» Your objective
Where the records below have a line with "woman", that line is to be copied.

» Material supplied
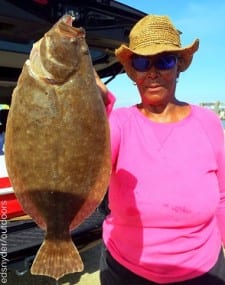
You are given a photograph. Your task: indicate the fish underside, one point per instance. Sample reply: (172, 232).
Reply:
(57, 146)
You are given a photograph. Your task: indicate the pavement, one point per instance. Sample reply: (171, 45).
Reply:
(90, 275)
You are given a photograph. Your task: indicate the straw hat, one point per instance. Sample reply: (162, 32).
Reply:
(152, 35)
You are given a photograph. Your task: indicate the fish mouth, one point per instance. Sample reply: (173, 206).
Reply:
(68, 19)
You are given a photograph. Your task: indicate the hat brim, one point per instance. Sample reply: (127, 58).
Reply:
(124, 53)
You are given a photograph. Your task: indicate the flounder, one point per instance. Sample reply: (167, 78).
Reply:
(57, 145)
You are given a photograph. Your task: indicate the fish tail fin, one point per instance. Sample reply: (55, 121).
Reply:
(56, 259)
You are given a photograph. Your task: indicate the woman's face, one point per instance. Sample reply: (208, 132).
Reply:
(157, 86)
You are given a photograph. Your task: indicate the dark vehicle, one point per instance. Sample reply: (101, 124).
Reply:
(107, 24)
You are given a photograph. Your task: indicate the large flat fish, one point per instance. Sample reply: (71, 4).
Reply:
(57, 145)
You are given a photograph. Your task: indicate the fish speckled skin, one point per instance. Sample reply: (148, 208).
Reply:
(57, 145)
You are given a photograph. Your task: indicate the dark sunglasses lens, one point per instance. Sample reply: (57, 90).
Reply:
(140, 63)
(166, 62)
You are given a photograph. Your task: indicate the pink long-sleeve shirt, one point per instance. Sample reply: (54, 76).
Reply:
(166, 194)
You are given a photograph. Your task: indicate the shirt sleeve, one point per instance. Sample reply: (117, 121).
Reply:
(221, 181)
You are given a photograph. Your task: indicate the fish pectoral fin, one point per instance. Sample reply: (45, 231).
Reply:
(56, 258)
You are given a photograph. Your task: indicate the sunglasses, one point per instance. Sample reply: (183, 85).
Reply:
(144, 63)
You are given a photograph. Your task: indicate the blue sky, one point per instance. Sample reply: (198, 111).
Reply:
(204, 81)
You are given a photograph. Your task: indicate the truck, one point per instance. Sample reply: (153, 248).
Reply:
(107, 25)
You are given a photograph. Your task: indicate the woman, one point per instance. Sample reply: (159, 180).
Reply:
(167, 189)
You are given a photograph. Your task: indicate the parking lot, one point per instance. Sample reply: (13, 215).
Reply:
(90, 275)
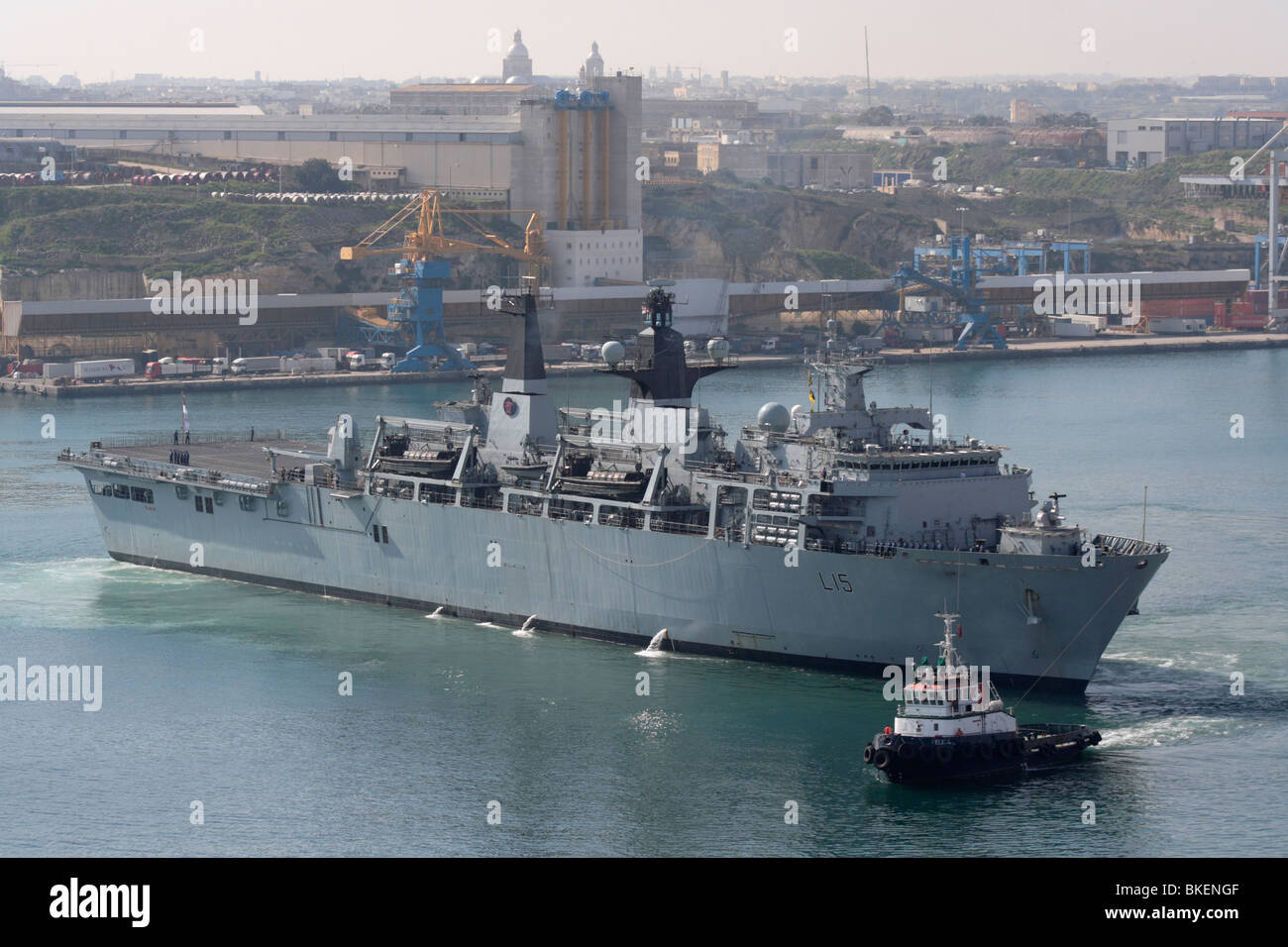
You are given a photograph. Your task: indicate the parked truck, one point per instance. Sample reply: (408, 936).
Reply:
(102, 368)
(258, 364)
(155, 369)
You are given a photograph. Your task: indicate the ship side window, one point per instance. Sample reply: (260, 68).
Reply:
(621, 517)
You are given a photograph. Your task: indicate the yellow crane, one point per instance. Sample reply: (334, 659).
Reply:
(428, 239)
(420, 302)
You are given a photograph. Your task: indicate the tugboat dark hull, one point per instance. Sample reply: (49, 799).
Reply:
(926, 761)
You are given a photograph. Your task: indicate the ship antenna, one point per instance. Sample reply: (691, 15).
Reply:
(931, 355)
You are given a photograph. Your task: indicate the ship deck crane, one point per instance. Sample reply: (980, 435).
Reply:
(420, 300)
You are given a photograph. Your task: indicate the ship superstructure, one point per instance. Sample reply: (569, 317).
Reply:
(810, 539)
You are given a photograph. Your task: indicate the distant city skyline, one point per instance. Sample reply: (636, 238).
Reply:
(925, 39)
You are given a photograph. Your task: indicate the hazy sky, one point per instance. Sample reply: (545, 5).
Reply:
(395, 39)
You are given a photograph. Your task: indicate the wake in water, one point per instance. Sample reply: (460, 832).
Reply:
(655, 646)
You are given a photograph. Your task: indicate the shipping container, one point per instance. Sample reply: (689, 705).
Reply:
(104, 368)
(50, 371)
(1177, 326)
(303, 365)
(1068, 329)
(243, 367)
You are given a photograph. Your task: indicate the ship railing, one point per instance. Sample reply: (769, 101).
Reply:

» Solution to the problem
You are given a photograph. Your task: indicate the woman's face, one point per instance. Sample reply: (208, 132).
You are given a photograph. Your task: indicate the woman, one point per instance. Sample reply: (159, 180).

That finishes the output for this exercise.